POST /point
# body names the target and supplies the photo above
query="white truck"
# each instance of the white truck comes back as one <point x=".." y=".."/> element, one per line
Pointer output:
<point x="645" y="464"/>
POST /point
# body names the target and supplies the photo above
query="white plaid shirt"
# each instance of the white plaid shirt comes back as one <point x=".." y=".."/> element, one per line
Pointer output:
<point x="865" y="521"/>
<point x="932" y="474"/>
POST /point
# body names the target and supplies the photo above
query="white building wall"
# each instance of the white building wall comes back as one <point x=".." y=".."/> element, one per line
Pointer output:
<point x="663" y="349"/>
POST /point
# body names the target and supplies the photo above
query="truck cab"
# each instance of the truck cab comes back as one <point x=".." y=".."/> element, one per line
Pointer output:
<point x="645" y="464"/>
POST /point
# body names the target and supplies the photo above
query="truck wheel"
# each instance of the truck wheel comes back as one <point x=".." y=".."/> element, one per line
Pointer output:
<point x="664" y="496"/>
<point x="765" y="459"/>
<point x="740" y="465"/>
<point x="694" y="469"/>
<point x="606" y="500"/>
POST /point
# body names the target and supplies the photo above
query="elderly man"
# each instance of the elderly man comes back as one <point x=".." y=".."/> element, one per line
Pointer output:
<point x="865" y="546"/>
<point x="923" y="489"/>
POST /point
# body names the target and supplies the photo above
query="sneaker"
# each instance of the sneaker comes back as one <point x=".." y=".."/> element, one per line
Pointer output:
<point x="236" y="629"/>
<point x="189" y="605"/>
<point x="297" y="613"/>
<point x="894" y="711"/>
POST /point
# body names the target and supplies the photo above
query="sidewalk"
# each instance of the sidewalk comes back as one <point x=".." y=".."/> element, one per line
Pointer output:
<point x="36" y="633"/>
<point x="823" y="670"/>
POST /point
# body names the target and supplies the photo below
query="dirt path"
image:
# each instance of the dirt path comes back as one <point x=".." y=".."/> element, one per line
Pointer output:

━━━━━━━━

- TASK PROMPT -
Without omitting any record, transcribe the data exactly.

- YOUR RESPONSE -
POST /point
# body names the target and supplies the photo above
query="white truck"
# each instance of the white truck comes back as one <point x=".." y=".."/> element, one per line
Pointer output:
<point x="645" y="464"/>
POST /point
# body names the target and supplies the photo above
query="white plaid shirt"
# each instance of the white plaid shirt comes back as one <point x=".." y=".."/> element, one per line
Pointer output:
<point x="865" y="521"/>
<point x="932" y="474"/>
POST /point
# body names the target and supplies the photo above
query="white building wall"
# each instance of the white building wall comes back as one <point x=".." y=".."/> element, one per line
Pointer output:
<point x="663" y="349"/>
POST /point
# body names the target and supplies the photo above
query="truck cab"
# each instance of the truck cab comes back as one <point x=".." y=".."/> element, one per line
Pointer output:
<point x="645" y="464"/>
POST /point
# body names the target and supplies the photo above
query="truck wheel"
# each instance of the truck wheel comes back as one <point x=".." y=".."/> element, one per line
Pointer output:
<point x="664" y="496"/>
<point x="765" y="459"/>
<point x="740" y="465"/>
<point x="694" y="469"/>
<point x="606" y="500"/>
POST /point
# body names the target and supplies the photo above
query="elderly man"
# each instance of the elderly man comes back as one <point x=".." y=".."/> element, one per line
Pointer output:
<point x="865" y="546"/>
<point x="923" y="489"/>
POST /point
# body names the target and supplies the photo above
query="sneaker"
# each instance of the sneaker comes back as one <point x=".." y=".."/> element, one per line
Pointer output:
<point x="236" y="629"/>
<point x="189" y="605"/>
<point x="297" y="613"/>
<point x="894" y="711"/>
POST /point
# body names the target and supplies the photo above
query="sidewalk"
# each instance of the sidewalk comes back as one <point x=".." y=".."/> element, one per line
Pointer output:
<point x="36" y="633"/>
<point x="823" y="670"/>
POST /point
# body names the target and supplies the photo below
query="dirt path"
image:
# each instance of the dirt path comes back as one <point x=".." y=".."/> element, one per line
Pointer output:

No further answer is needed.